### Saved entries
———

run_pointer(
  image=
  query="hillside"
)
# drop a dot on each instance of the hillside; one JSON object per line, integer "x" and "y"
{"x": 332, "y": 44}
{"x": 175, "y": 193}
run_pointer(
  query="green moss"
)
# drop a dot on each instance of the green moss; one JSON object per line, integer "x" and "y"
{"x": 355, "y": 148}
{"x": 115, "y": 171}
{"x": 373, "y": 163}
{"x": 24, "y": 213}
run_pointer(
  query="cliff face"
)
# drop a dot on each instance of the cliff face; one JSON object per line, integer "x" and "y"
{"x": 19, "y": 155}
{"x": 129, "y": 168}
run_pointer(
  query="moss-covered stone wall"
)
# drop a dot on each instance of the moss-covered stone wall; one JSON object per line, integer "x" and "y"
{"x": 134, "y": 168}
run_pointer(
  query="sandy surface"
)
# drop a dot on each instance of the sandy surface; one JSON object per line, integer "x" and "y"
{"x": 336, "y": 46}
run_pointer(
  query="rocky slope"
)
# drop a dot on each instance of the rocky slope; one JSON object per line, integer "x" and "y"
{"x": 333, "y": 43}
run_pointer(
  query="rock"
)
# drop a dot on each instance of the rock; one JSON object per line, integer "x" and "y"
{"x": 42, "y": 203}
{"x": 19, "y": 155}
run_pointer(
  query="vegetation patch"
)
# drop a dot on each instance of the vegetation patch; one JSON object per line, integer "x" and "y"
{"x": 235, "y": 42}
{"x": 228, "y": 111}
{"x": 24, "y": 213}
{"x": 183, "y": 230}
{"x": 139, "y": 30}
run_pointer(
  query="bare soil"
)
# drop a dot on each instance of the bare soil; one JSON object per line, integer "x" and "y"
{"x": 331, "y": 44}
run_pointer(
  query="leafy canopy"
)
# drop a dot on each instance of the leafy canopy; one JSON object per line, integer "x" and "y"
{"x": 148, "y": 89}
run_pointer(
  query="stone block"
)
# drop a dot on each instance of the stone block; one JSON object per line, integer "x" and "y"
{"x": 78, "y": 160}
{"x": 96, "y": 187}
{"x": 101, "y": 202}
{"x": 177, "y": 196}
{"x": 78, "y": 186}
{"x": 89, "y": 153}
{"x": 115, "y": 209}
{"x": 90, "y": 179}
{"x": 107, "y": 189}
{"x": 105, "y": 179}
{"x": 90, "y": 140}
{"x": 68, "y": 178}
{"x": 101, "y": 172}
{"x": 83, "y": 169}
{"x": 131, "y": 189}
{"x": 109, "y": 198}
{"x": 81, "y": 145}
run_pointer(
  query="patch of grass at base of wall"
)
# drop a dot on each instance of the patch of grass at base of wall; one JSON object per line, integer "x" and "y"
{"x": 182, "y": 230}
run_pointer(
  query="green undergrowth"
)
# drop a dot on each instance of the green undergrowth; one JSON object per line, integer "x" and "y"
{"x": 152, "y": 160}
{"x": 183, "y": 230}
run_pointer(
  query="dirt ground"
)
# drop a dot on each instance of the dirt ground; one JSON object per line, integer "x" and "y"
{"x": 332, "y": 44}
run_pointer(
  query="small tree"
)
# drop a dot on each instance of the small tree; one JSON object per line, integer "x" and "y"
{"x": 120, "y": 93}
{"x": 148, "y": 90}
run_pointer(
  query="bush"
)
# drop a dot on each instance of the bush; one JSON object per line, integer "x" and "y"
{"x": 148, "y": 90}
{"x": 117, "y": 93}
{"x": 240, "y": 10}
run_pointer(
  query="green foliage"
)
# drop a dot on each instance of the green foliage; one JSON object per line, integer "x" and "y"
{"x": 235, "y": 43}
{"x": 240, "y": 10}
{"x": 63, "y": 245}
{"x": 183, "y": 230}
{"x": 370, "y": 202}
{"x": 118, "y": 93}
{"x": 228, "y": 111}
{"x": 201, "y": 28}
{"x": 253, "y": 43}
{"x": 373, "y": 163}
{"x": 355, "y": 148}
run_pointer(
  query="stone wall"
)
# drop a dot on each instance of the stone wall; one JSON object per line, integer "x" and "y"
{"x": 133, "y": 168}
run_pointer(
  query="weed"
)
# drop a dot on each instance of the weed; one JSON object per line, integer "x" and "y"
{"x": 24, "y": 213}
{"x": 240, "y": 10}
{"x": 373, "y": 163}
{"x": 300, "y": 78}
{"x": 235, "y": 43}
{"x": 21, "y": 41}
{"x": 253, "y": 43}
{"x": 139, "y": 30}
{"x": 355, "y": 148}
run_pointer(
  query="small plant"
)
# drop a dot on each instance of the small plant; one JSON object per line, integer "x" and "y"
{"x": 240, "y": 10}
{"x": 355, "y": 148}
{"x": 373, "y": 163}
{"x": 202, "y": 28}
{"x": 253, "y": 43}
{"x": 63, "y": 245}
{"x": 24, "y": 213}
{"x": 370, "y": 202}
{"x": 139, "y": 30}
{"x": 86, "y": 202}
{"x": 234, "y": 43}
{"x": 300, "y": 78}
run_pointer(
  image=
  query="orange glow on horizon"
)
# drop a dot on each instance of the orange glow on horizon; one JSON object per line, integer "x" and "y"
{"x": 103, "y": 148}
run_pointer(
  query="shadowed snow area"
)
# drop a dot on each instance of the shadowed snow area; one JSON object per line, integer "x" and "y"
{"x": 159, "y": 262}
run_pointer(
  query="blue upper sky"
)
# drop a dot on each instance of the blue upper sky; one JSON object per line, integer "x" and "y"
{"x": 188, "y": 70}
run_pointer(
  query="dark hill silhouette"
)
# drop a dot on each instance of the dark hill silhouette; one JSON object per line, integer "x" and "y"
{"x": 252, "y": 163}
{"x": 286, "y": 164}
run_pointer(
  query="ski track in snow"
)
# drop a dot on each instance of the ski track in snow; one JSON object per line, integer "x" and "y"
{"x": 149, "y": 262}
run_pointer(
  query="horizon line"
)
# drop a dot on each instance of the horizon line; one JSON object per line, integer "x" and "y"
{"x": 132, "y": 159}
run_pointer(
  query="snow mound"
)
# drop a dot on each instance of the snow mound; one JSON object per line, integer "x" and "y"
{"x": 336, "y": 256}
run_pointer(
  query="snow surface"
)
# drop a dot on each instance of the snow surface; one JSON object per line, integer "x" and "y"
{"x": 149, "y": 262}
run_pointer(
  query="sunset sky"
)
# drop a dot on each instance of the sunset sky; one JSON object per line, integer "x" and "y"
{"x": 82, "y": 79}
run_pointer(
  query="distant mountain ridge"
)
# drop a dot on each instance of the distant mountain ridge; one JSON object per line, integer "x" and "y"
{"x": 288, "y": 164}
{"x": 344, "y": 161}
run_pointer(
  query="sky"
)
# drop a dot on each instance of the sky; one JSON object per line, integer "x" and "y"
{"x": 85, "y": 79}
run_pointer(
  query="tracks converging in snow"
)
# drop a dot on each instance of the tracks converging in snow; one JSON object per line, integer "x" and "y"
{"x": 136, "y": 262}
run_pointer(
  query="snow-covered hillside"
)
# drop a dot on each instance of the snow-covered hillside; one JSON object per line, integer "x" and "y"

———

### Exercise goal
Copy all of the data exactly. Skip nothing.

### Response to the task
run_pointer(
  image=
  query="hillside"
)
# drop a dot on each instance of the hillside; one JSON object per line, integer "x" and "y"
{"x": 332, "y": 44}
{"x": 175, "y": 193}
run_pointer(
  query="green moss"
)
# drop a dot on each instance of the green moss; one JSON object per line, integer "x" and "y"
{"x": 355, "y": 148}
{"x": 115, "y": 171}
{"x": 373, "y": 163}
{"x": 24, "y": 213}
run_pointer(
  query="cliff face"
)
# drop a dot on each instance of the cliff face; one JSON object per line, integer "x" and "y"
{"x": 19, "y": 155}
{"x": 129, "y": 168}
run_pointer(
  query="moss-covered stone wall"
)
# drop a dot on each instance of the moss-covered stone wall; one JSON object per line, integer "x" and "y"
{"x": 134, "y": 168}
run_pointer(
  query="sandy surface"
)
# drop a dot on each instance of the sandy surface; one JSON object per line, integer "x" and "y"
{"x": 336, "y": 46}
run_pointer(
  query="rocky slope"
)
# drop a dot on each instance of the rocky slope; one JSON object per line, integer "x" and "y"
{"x": 333, "y": 43}
run_pointer(
  query="rock"
)
# drop a dot on each instance of the rock; one JSON object per line, integer "x" and "y"
{"x": 42, "y": 203}
{"x": 19, "y": 155}
run_pointer(
  query="vegetation patch"
)
# drop a dot on each instance of the vegetation patch; one JSON object per line, integer "x" and "y"
{"x": 235, "y": 42}
{"x": 228, "y": 111}
{"x": 24, "y": 213}
{"x": 183, "y": 230}
{"x": 139, "y": 30}
run_pointer(
  query="bare soil"
)
# drop a dot on each instance of the bare soil; one JSON object per line, integer "x" and "y"
{"x": 331, "y": 44}
run_pointer(
  query="leafy canopy"
)
# drop a dot on each instance of the leafy canopy; one JSON object per line, integer "x" and "y"
{"x": 148, "y": 89}
run_pointer(
  query="stone block"
)
# drop a dot on each instance of the stone block; one JSON object per line, integer "x" and "y"
{"x": 78, "y": 160}
{"x": 96, "y": 187}
{"x": 101, "y": 202}
{"x": 177, "y": 196}
{"x": 78, "y": 186}
{"x": 89, "y": 153}
{"x": 115, "y": 209}
{"x": 90, "y": 179}
{"x": 107, "y": 189}
{"x": 105, "y": 179}
{"x": 90, "y": 140}
{"x": 68, "y": 178}
{"x": 101, "y": 172}
{"x": 83, "y": 169}
{"x": 131, "y": 189}
{"x": 109, "y": 198}
{"x": 81, "y": 145}
run_pointer(
  query="patch of grass at base of wall"
)
# drop a dot on each instance of the patch of grass at base of wall; one JSON object per line, integer "x" and "y"
{"x": 182, "y": 230}
run_pointer(
  query="green undergrowth"
)
# drop a dot on each instance of the green undergrowth; one JSON object per line, integer "x" and "y"
{"x": 152, "y": 160}
{"x": 183, "y": 230}
run_pointer(
  query="dirt ground"
)
# drop a dot on each instance of the dirt ground; one JSON object per line, integer "x" and "y"
{"x": 332, "y": 44}
run_pointer(
  query="small tree"
)
# drop a dot on each instance of the small tree; one JSON object per line, integer "x" and "y"
{"x": 120, "y": 93}
{"x": 148, "y": 90}
run_pointer(
  query="bush"
)
# drop a dot on each instance of the bush; one JSON object per line, integer "x" and "y"
{"x": 148, "y": 90}
{"x": 117, "y": 93}
{"x": 240, "y": 10}
run_pointer(
  query="green foliage"
)
# drop a dot on each instance of the green foliage; one JSON object per line, integer "x" and "y"
{"x": 235, "y": 43}
{"x": 240, "y": 10}
{"x": 63, "y": 245}
{"x": 183, "y": 230}
{"x": 370, "y": 202}
{"x": 118, "y": 93}
{"x": 228, "y": 111}
{"x": 201, "y": 28}
{"x": 253, "y": 43}
{"x": 373, "y": 163}
{"x": 355, "y": 148}
run_pointer(
  query="stone wall"
)
# drop a dot on each instance of the stone wall; one JSON object per line, integer "x" and "y"
{"x": 133, "y": 168}
run_pointer(
  query="weed"
)
# drop a dot on each instance of the weed; one JSON object per line, integer "x" and "y"
{"x": 24, "y": 213}
{"x": 240, "y": 10}
{"x": 373, "y": 163}
{"x": 300, "y": 78}
{"x": 235, "y": 43}
{"x": 21, "y": 41}
{"x": 253, "y": 43}
{"x": 139, "y": 30}
{"x": 355, "y": 148}
run_pointer(
  query="small plant"
)
# drop a dot on each instance of the small plant; one JSON object per line, integer "x" and "y"
{"x": 240, "y": 10}
{"x": 355, "y": 148}
{"x": 373, "y": 163}
{"x": 202, "y": 28}
{"x": 253, "y": 43}
{"x": 63, "y": 245}
{"x": 24, "y": 213}
{"x": 370, "y": 202}
{"x": 139, "y": 30}
{"x": 86, "y": 202}
{"x": 234, "y": 43}
{"x": 300, "y": 78}
run_pointer(
  image=
  query="orange glow on horizon"
)
# drop a dot on each instance of the orange glow on horizon; one JSON object per line, integer "x" and "y"
{"x": 103, "y": 148}
run_pointer(
  query="shadowed snow area"
)
# drop a dot on each instance of the shadowed snow area; one JSON object per line, integer "x" and "y"
{"x": 159, "y": 262}
run_pointer(
  query="blue upper sky"
)
# drop a dot on each instance of the blue upper sky; one JSON object per line, integer "x" and "y"
{"x": 188, "y": 70}
run_pointer(
  query="dark hill silhouette"
)
# drop a dot on each instance of the dark hill silhouette; one JSON object per line, integer "x" and "y"
{"x": 252, "y": 163}
{"x": 286, "y": 164}
run_pointer(
  query="ski track in snow"
)
# drop a dot on each instance of the ski track in snow; one JSON object per line, integer "x" and "y"
{"x": 149, "y": 262}
run_pointer(
  query="horizon line"
)
# drop a dot on each instance of the horizon line; one JSON object per line, integer "x" and "y"
{"x": 132, "y": 159}
run_pointer(
  query="snow mound"
)
# drop a dot on each instance of the snow mound; one JSON object per line, integer "x" and "y"
{"x": 336, "y": 256}
run_pointer(
  query="snow surface"
)
# drop a dot on each instance of the snow surface; one JSON object per line, integer "x" and "y"
{"x": 149, "y": 262}
run_pointer(
  query="sunset sky"
)
# drop a dot on each instance of the sunset sky; one JSON object per line, integer "x" and "y"
{"x": 82, "y": 79}
run_pointer(
  query="distant mountain ridge"
)
# drop a dot on each instance of the distant mountain ridge; one JSON object per line, integer "x" and "y"
{"x": 288, "y": 164}
{"x": 344, "y": 161}
run_pointer(
  query="sky"
)
# drop a dot on each instance of the sky; one JSON object per line, integer "x" and "y"
{"x": 85, "y": 79}
run_pointer(
  query="tracks converging in snow"
)
# drop a dot on each instance of the tracks converging in snow; one JSON object per line, integer "x" and "y"
{"x": 136, "y": 262}
run_pointer(
  query="snow-covered hillside"
)
# drop a dot on each instance of the snow-covered hillside; one JSON object per line, integer "x" and "y"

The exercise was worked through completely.